───── Excerpted records ─────

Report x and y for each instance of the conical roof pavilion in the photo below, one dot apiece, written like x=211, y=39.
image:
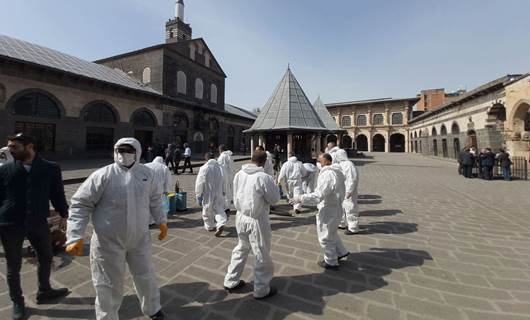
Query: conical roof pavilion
x=288, y=109
x=325, y=116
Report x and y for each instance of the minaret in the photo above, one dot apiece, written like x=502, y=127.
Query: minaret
x=176, y=29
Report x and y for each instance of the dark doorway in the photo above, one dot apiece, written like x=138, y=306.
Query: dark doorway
x=361, y=143
x=397, y=142
x=378, y=144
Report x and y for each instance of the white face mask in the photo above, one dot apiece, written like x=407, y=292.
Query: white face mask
x=125, y=159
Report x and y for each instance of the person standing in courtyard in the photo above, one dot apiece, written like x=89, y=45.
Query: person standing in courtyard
x=255, y=192
x=328, y=197
x=209, y=190
x=504, y=162
x=290, y=176
x=187, y=158
x=350, y=215
x=27, y=186
x=119, y=199
x=227, y=167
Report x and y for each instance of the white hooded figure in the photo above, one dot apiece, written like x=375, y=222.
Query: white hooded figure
x=226, y=162
x=254, y=193
x=119, y=199
x=291, y=177
x=209, y=190
x=5, y=156
x=350, y=217
x=328, y=197
x=309, y=180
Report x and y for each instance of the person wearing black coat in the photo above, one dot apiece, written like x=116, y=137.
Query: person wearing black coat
x=27, y=185
x=468, y=160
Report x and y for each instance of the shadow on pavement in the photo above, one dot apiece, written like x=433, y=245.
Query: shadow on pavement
x=379, y=213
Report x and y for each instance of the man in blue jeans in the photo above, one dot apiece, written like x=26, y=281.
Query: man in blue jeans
x=28, y=184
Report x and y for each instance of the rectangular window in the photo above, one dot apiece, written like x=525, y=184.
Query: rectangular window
x=44, y=134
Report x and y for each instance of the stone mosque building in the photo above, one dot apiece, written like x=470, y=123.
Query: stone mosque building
x=169, y=93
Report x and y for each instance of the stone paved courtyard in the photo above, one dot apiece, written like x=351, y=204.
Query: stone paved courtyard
x=433, y=246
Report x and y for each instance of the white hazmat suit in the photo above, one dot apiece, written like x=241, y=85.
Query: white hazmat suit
x=328, y=197
x=291, y=176
x=255, y=192
x=350, y=217
x=227, y=166
x=209, y=187
x=309, y=180
x=5, y=156
x=119, y=201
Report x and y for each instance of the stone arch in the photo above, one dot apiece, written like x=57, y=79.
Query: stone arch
x=35, y=102
x=99, y=111
x=443, y=130
x=378, y=143
x=397, y=142
x=181, y=82
x=361, y=143
x=143, y=117
x=346, y=142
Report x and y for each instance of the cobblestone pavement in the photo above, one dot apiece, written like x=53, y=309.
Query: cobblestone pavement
x=433, y=246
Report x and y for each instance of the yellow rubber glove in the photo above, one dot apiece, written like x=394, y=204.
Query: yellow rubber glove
x=163, y=231
x=75, y=249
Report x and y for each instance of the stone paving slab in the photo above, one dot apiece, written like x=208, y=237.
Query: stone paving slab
x=433, y=245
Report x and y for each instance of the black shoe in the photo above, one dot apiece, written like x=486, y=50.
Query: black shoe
x=344, y=256
x=326, y=266
x=238, y=286
x=158, y=316
x=272, y=291
x=51, y=294
x=219, y=231
x=19, y=311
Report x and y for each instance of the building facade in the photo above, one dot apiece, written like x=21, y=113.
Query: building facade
x=494, y=115
x=169, y=93
x=378, y=125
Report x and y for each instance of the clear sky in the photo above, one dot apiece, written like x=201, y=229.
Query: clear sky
x=341, y=49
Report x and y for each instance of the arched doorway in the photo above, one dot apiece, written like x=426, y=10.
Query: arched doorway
x=36, y=113
x=346, y=142
x=378, y=143
x=397, y=142
x=361, y=143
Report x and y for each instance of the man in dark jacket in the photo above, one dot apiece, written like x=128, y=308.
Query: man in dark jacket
x=26, y=187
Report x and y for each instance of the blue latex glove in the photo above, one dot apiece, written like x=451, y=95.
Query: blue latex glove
x=199, y=200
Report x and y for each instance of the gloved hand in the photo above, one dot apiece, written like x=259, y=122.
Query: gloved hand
x=75, y=249
x=295, y=199
x=199, y=200
x=163, y=231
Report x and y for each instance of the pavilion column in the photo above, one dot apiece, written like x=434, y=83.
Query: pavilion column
x=251, y=145
x=289, y=143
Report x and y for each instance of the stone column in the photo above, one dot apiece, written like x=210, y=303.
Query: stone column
x=289, y=143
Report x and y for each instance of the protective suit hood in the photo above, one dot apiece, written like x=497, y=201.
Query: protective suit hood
x=9, y=157
x=158, y=159
x=341, y=155
x=132, y=142
x=251, y=168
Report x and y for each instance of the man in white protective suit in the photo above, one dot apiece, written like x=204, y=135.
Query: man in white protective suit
x=350, y=216
x=254, y=192
x=309, y=180
x=162, y=177
x=226, y=162
x=209, y=190
x=268, y=167
x=291, y=177
x=119, y=199
x=332, y=149
x=328, y=196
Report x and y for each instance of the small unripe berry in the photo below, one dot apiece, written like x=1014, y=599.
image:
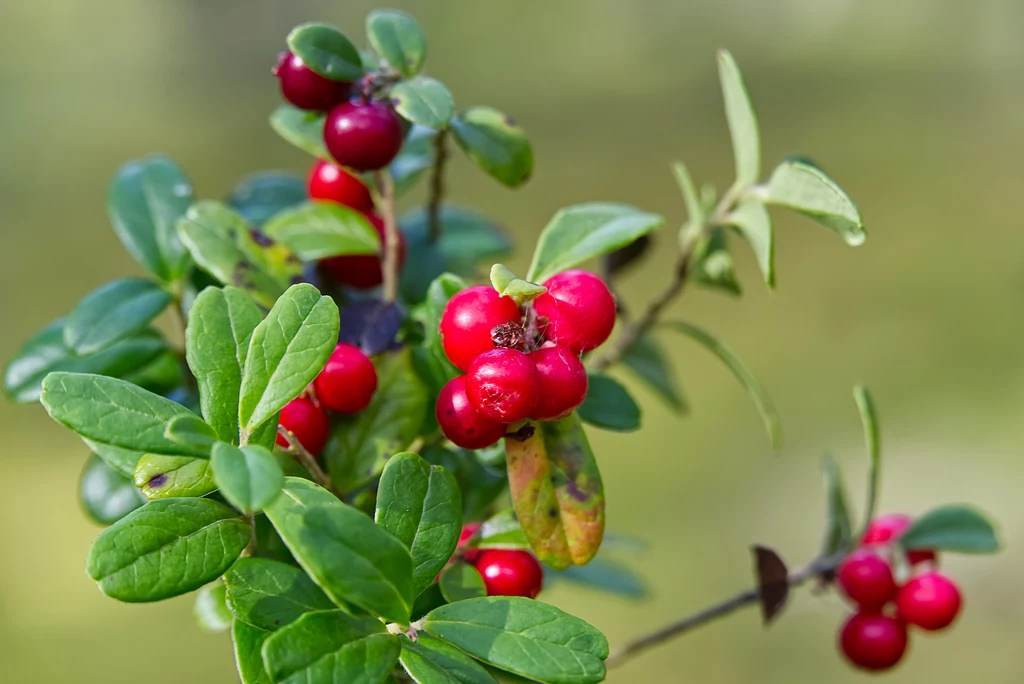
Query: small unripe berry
x=510, y=572
x=580, y=309
x=330, y=182
x=365, y=136
x=873, y=641
x=461, y=422
x=347, y=382
x=307, y=422
x=468, y=321
x=563, y=382
x=930, y=601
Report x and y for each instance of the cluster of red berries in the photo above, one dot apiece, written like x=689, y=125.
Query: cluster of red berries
x=519, y=365
x=876, y=638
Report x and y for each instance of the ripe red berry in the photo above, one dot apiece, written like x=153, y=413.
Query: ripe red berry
x=510, y=572
x=333, y=183
x=305, y=88
x=866, y=579
x=365, y=136
x=363, y=271
x=580, y=309
x=347, y=382
x=872, y=641
x=307, y=422
x=930, y=601
x=563, y=382
x=468, y=319
x=461, y=422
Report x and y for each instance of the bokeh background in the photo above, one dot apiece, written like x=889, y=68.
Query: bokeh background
x=913, y=107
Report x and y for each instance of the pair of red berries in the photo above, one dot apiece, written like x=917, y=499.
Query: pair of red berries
x=512, y=373
x=344, y=386
x=876, y=637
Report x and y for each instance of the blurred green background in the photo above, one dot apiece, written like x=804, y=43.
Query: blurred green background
x=913, y=107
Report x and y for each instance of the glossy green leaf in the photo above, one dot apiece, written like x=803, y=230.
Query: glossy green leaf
x=806, y=188
x=585, y=231
x=524, y=637
x=496, y=143
x=330, y=647
x=288, y=349
x=113, y=312
x=144, y=201
x=166, y=548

─────

**What is required:**
Convert the records above into a Markdown table with the columns Row and Line, giving each line its own numbered row. Skip blank lines and leave the pictures out.

**Final answer:**
| Row | Line |
|---|---|
| 1 | Report x and y for each instance of the conical roof pavilion in the photo below, one dot apiece, written like x=211, y=39. |
| 2 | image: |
| 3 | Query: conical roof pavilion |
| 4 | x=288, y=109 |
| 5 | x=325, y=116 |
| 6 | Report x and y for each instance of the minaret in the photo above, one dot apiece, written like x=502, y=127. |
| 7 | Query: minaret |
| 8 | x=176, y=29 |
| 9 | Report x and y for each instance of the dark doorway in the photo above, one dot apiece, written like x=138, y=306. |
| 10 | Query: dark doorway |
| 11 | x=361, y=143 |
| 12 | x=397, y=142 |
| 13 | x=378, y=144 |
| 14 | Report x and y for each instance of the white face mask in the photo above, one dot apiece, written like x=407, y=292. |
| 15 | Query: white face mask |
| 16 | x=125, y=159 |
| 17 | Report x and y for each instance of the person standing in courtyard in the photo above, one dot apiece, written like x=89, y=45. |
| 18 | Query: person standing in courtyard |
| 19 | x=255, y=192 |
| 20 | x=328, y=197 |
| 21 | x=209, y=190 |
| 22 | x=504, y=162 |
| 23 | x=290, y=176 |
| 24 | x=187, y=158 |
| 25 | x=350, y=215 |
| 26 | x=27, y=186 |
| 27 | x=119, y=199 |
| 28 | x=227, y=167 |
| 29 | Report x and y for each instance of the white hooded figure in the photo above, one dot apiece, written like x=375, y=222. |
| 30 | Query: white hooded figure |
| 31 | x=226, y=162 |
| 32 | x=254, y=193 |
| 33 | x=119, y=199 |
| 34 | x=291, y=177 |
| 35 | x=209, y=190 |
| 36 | x=5, y=156 |
| 37 | x=350, y=217 |
| 38 | x=328, y=197 |
| 39 | x=309, y=180 |
| 40 | Report x and y for each instance of the person wearing black coat in the photo above, one dot apiece, written like x=116, y=137. |
| 41 | Query: person wearing black coat |
| 42 | x=27, y=185 |
| 43 | x=468, y=160 |
| 44 | Report x and y for each instance of the shadow on pavement in the photo above, one dot apiece, written like x=433, y=245. |
| 45 | Query: shadow on pavement |
| 46 | x=379, y=213 |
| 47 | Report x and y for each instance of the man in blue jeans in the photo above, one dot apiece, written like x=26, y=281. |
| 48 | Query: man in blue jeans |
| 49 | x=28, y=184 |
| 50 | Report x and y for each instance of the rectangular window in the photo above, one dot apiece, written like x=525, y=184. |
| 51 | Query: rectangular window |
| 52 | x=44, y=134 |
| 53 | Report x and y for each instance of the stone mosque building in the photo above, one dot apiece, written like x=470, y=123. |
| 54 | Query: stone mosque building |
| 55 | x=169, y=93 |
| 56 | Report x and y for each instance of the stone paved courtyard in the photo above, one dot apiece, written like x=351, y=204. |
| 57 | Query: stone paved courtyard |
| 58 | x=433, y=246 |
| 59 | Report x and y for each instance of the white hazmat suit in the photo above, one dot apiece, written like x=241, y=85. |
| 60 | Query: white hazmat suit |
| 61 | x=328, y=197 |
| 62 | x=291, y=176 |
| 63 | x=255, y=192 |
| 64 | x=350, y=217 |
| 65 | x=227, y=166 |
| 66 | x=209, y=187 |
| 67 | x=309, y=180 |
| 68 | x=5, y=156 |
| 69 | x=119, y=201 |
| 70 | Report x and y for each instance of the stone arch in the photo above, one dot apiece, written like x=57, y=79. |
| 71 | Query: stone arch |
| 72 | x=35, y=102 |
| 73 | x=99, y=111 |
| 74 | x=443, y=130 |
| 75 | x=378, y=143 |
| 76 | x=397, y=142 |
| 77 | x=181, y=82 |
| 78 | x=361, y=143 |
| 79 | x=143, y=117 |
| 80 | x=346, y=142 |
| 81 | Report x and y for each instance of the cobblestone pavement in the photo above, one dot apiece, written like x=53, y=309. |
| 82 | Query: cobblestone pavement |
| 83 | x=433, y=246 |
| 84 | Report x and y for each instance of the yellow rubber glove in the photo above, one dot apiece, written like x=394, y=204. |
| 85 | Query: yellow rubber glove |
| 86 | x=163, y=231 |
| 87 | x=75, y=249 |
| 88 | Report x and y for each instance of the stone paving slab in the photo above, one dot apiece, written like x=208, y=237. |
| 89 | Query: stone paving slab |
| 90 | x=433, y=245 |
| 91 | Report x and y for each instance of the black shoe in the photo above, one dot apiece, written like x=486, y=50. |
| 92 | Query: black shoe |
| 93 | x=344, y=256 |
| 94 | x=326, y=266 |
| 95 | x=238, y=286 |
| 96 | x=158, y=316 |
| 97 | x=272, y=291 |
| 98 | x=51, y=294 |
| 99 | x=219, y=231 |
| 100 | x=19, y=311 |
| 101 | Report x and y for each instance of the building facade in the photo above, one dot apiece, written like x=21, y=113. |
| 102 | Query: building facade |
| 103 | x=494, y=115 |
| 104 | x=169, y=93 |
| 105 | x=378, y=125 |
| 106 | Report x and y for each instance of the clear sky in the photo above, one dot apiece, written like x=201, y=229. |
| 107 | Query: clear sky |
| 108 | x=341, y=49 |
| 109 | Report x and y for each instance of the arched doorway in the photo above, one dot apiece, written like x=426, y=10. |
| 110 | Query: arched doorway |
| 111 | x=36, y=113 |
| 112 | x=346, y=142 |
| 113 | x=378, y=143 |
| 114 | x=397, y=142 |
| 115 | x=361, y=143 |
| 116 | Report x and y for each instance of the man in dark jacket in the photo above, one dot apiece, written like x=128, y=308. |
| 117 | Query: man in dark jacket |
| 118 | x=26, y=187 |
| 119 | Report x and y for each instance of the blue latex glove in the photo above, one dot apiece, written like x=451, y=95. |
| 120 | Query: blue latex glove |
| 121 | x=199, y=200 |
| 122 | Report x and y for each instance of the gloved hand in the photo above, one dot apiece, written like x=259, y=122. |
| 123 | Query: gloved hand |
| 124 | x=75, y=249 |
| 125 | x=295, y=199 |
| 126 | x=199, y=200 |
| 127 | x=163, y=231 |
| 128 | Report x and y for each instance of the pavilion column in the photo above, one dot apiece, written like x=434, y=83. |
| 129 | Query: pavilion column |
| 130 | x=251, y=145 |
| 131 | x=289, y=143 |
| 132 | Report x and y for each instance of the stone column in the photo above, one dot apiece, written like x=210, y=303. |
| 133 | Query: stone column |
| 134 | x=289, y=143 |
| 135 | Report x and y for each instance of the protective suit hood in the photo above, one dot apiece, written like x=497, y=201. |
| 136 | Query: protective suit hood |
| 137 | x=9, y=157 |
| 138 | x=158, y=159 |
| 139 | x=341, y=155 |
| 140 | x=132, y=142 |
| 141 | x=251, y=168 |
| 142 | Report x and y for each instance of the man in white protective suit in the photo above, one dot apiece, written like x=204, y=135. |
| 143 | Query: man in white protective suit |
| 144 | x=350, y=216 |
| 145 | x=254, y=192 |
| 146 | x=309, y=180 |
| 147 | x=162, y=177 |
| 148 | x=226, y=162 |
| 149 | x=209, y=190 |
| 150 | x=268, y=167 |
| 151 | x=291, y=177 |
| 152 | x=119, y=199 |
| 153 | x=332, y=149 |
| 154 | x=328, y=196 |
| 155 | Report x and y for each instance of the small unripe berry in the photo below, one dot apiece, written like x=1014, y=599. |
| 156 | image: |
| 157 | Query: small unripe berry |
| 158 | x=510, y=572 |
| 159 | x=580, y=309 |
| 160 | x=330, y=182 |
| 161 | x=365, y=136 |
| 162 | x=873, y=641 |
| 163 | x=461, y=422 |
| 164 | x=347, y=382 |
| 165 | x=307, y=422 |
| 166 | x=468, y=321 |
| 167 | x=563, y=382 |
| 168 | x=930, y=601 |
| 169 | Report x and y for each instance of the cluster of red berries in the photo above, one dot apiece, written like x=689, y=125. |
| 170 | Query: cluster of red berries |
| 171 | x=519, y=365 |
| 172 | x=876, y=638 |
| 173 | Report x and y for each instance of the ripe red berry in the photo above, one dot apiece, written like x=153, y=413. |
| 174 | Query: ripe red berry |
| 175 | x=510, y=572 |
| 176 | x=333, y=183 |
| 177 | x=305, y=88 |
| 178 | x=866, y=579 |
| 179 | x=365, y=136 |
| 180 | x=363, y=271 |
| 181 | x=580, y=309 |
| 182 | x=347, y=382 |
| 183 | x=872, y=641 |
| 184 | x=307, y=422 |
| 185 | x=930, y=601 |
| 186 | x=563, y=382 |
| 187 | x=468, y=319 |
| 188 | x=461, y=422 |
| 189 | Report x and y for each instance of the bokeh background in the photo above, one dot apiece, written like x=889, y=68. |
| 190 | Query: bokeh background |
| 191 | x=913, y=107 |
| 192 | Report x and y for each instance of the pair of red berries in the photo above, one dot apiece, written like x=917, y=499. |
| 193 | Query: pair of red berries |
| 194 | x=512, y=373 |
| 195 | x=344, y=386 |
| 196 | x=876, y=637 |
| 197 | Report x and y for each instance of the blurred green background in the photo above, one dot apiece, written like x=804, y=43. |
| 198 | Query: blurred green background |
| 199 | x=913, y=107 |
| 200 | Report x and y for each instance of the glossy green leaf in the photo above, one dot apiece, written like x=803, y=230. |
| 201 | Query: glossy green leaf |
| 202 | x=806, y=188 |
| 203 | x=585, y=231 |
| 204 | x=524, y=637 |
| 205 | x=496, y=143 |
| 206 | x=330, y=647 |
| 207 | x=288, y=349 |
| 208 | x=113, y=312 |
| 209 | x=144, y=201 |
| 210 | x=166, y=548 |